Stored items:
_ _ _

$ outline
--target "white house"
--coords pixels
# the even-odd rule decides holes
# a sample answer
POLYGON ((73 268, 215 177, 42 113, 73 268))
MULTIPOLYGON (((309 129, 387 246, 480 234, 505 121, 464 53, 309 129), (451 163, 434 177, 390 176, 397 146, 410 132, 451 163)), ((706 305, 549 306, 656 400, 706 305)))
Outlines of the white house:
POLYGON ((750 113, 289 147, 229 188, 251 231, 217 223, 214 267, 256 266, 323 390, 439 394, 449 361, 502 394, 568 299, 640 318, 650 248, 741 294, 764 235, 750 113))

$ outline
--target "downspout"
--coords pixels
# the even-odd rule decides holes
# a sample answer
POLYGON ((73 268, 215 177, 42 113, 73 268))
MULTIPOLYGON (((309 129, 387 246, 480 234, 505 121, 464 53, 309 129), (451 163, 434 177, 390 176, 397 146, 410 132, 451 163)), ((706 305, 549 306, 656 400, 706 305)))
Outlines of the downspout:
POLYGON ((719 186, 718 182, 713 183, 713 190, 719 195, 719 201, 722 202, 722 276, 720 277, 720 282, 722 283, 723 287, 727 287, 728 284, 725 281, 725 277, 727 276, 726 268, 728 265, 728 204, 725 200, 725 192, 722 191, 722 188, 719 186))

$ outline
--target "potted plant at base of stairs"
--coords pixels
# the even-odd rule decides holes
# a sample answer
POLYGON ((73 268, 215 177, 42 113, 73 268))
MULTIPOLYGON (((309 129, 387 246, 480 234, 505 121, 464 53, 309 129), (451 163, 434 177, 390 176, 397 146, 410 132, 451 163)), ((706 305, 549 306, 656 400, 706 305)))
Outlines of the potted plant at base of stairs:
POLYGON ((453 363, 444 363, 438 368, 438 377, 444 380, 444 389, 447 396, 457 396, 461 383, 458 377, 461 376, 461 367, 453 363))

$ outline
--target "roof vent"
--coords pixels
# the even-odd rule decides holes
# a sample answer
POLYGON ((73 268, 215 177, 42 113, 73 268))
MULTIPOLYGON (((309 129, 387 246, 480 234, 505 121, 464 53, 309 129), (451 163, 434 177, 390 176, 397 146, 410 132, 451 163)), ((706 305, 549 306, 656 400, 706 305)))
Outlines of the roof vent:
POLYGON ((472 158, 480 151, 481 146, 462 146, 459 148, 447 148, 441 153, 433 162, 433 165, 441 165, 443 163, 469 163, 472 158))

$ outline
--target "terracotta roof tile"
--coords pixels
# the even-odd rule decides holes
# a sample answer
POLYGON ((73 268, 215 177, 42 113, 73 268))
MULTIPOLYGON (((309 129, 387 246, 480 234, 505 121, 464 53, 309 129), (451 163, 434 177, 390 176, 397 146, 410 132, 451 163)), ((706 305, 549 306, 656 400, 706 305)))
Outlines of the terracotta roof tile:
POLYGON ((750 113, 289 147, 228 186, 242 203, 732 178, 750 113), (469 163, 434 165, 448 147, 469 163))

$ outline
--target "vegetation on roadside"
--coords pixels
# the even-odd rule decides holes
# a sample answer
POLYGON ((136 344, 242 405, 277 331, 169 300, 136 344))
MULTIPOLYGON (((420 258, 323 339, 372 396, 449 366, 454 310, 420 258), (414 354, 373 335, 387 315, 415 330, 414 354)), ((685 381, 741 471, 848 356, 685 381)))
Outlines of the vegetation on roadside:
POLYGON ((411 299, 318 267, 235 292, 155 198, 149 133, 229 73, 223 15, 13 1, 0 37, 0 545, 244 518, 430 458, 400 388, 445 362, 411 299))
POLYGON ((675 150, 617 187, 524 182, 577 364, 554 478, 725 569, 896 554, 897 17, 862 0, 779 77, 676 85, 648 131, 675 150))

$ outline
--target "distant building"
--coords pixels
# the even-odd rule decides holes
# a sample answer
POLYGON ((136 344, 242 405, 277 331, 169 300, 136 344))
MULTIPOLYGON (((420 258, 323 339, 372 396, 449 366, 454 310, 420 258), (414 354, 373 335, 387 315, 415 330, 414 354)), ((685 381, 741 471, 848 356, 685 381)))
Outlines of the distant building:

_ _ _

An exact copy of every record is needed, so retype them all.

TASK RESULT
$ outline
--target "white house"
--coords pixels
# the even-odd rule decides holes
# a sample answer
POLYGON ((73 268, 215 177, 42 113, 73 268))
MULTIPOLYGON (((309 129, 387 246, 480 234, 505 121, 464 53, 309 129), (451 163, 434 177, 390 176, 397 146, 410 132, 451 163)), ((706 305, 549 306, 656 400, 706 305)))
Outlines of the white house:
POLYGON ((750 113, 289 147, 229 188, 251 231, 217 223, 214 267, 256 266, 323 390, 439 394, 449 361, 502 394, 568 299, 640 318, 650 248, 741 294, 764 235, 750 113))

$ outline
--target "downspout"
--coords pixels
# the even-odd rule decides holes
# a sample answer
POLYGON ((73 268, 215 177, 42 113, 73 268))
MULTIPOLYGON (((309 129, 387 246, 480 234, 505 121, 464 53, 309 129), (451 163, 434 177, 390 176, 397 146, 410 132, 451 163)), ((706 305, 549 306, 656 400, 706 305)))
Outlines of the downspout:
POLYGON ((719 186, 718 182, 713 183, 713 190, 719 195, 719 201, 722 202, 722 276, 720 277, 720 282, 722 283, 723 287, 727 287, 728 284, 725 281, 725 277, 727 276, 726 268, 728 265, 728 204, 725 200, 725 192, 722 191, 722 188, 719 186))

$ outline
--target "potted plant at base of stairs"
--coords pixels
# the even-odd rule decides holes
# a sample answer
POLYGON ((73 268, 215 177, 42 113, 73 268))
MULTIPOLYGON (((309 129, 387 246, 480 234, 505 121, 464 53, 309 129), (451 163, 434 177, 390 176, 397 146, 410 132, 451 163)), ((706 305, 549 306, 656 400, 706 305)))
Outlines of the potted plant at base of stairs:
POLYGON ((453 363, 444 363, 438 368, 438 377, 444 380, 444 389, 447 396, 457 396, 461 383, 458 377, 461 376, 461 367, 453 363))

$ outline
--target "roof vent"
--coords pixels
# the even-odd rule decides holes
# a sample answer
POLYGON ((73 268, 215 177, 42 113, 73 268))
MULTIPOLYGON (((309 129, 387 246, 480 234, 505 121, 464 53, 309 129), (451 163, 434 177, 390 176, 397 146, 410 132, 451 163)), ((706 305, 549 306, 656 400, 706 305)))
Outlines of the roof vent:
POLYGON ((472 158, 480 151, 481 146, 462 146, 459 148, 447 148, 441 153, 433 162, 433 165, 441 165, 443 163, 469 163, 472 158))

$ outline
--target "terracotta roof tile"
--coords pixels
# the even-odd rule decides holes
# a sample answer
POLYGON ((73 268, 215 177, 42 113, 73 268))
MULTIPOLYGON (((309 129, 387 246, 480 234, 505 121, 464 53, 309 129), (451 163, 434 177, 390 176, 397 146, 410 132, 451 163)), ((706 305, 549 306, 656 400, 706 305)))
Outlines of the terracotta roof tile:
POLYGON ((750 113, 289 147, 228 186, 242 203, 732 178, 750 113), (469 163, 434 165, 448 147, 469 163))

$ outline
--target "vegetation on roadside"
--coords pixels
# the even-odd rule decides holes
# a sample answer
POLYGON ((136 344, 242 405, 277 331, 169 300, 136 344))
MULTIPOLYGON (((420 258, 323 339, 372 396, 449 366, 454 310, 420 258), (414 354, 373 335, 387 315, 415 330, 414 354)), ((685 381, 741 471, 848 356, 685 381)))
Outlines of the vegetation on roadside:
POLYGON ((411 299, 318 267, 235 292, 155 198, 149 133, 229 73, 223 15, 13 1, 0 37, 0 545, 244 518, 430 458, 400 388, 445 362, 411 299))
POLYGON ((675 150, 617 187, 524 182, 577 364, 554 478, 725 569, 896 554, 897 17, 862 0, 779 77, 676 85, 648 131, 675 150))

$ outline
--target "distant building"
--coords pixels
# the even-odd rule decides holes
# a sample answer
POLYGON ((136 344, 242 405, 277 331, 169 300, 136 344))
MULTIPOLYGON (((420 258, 323 339, 372 396, 449 366, 454 310, 420 258), (414 354, 373 335, 387 315, 415 330, 414 354)), ((685 381, 741 471, 848 356, 685 381)))
Outlines of the distant building:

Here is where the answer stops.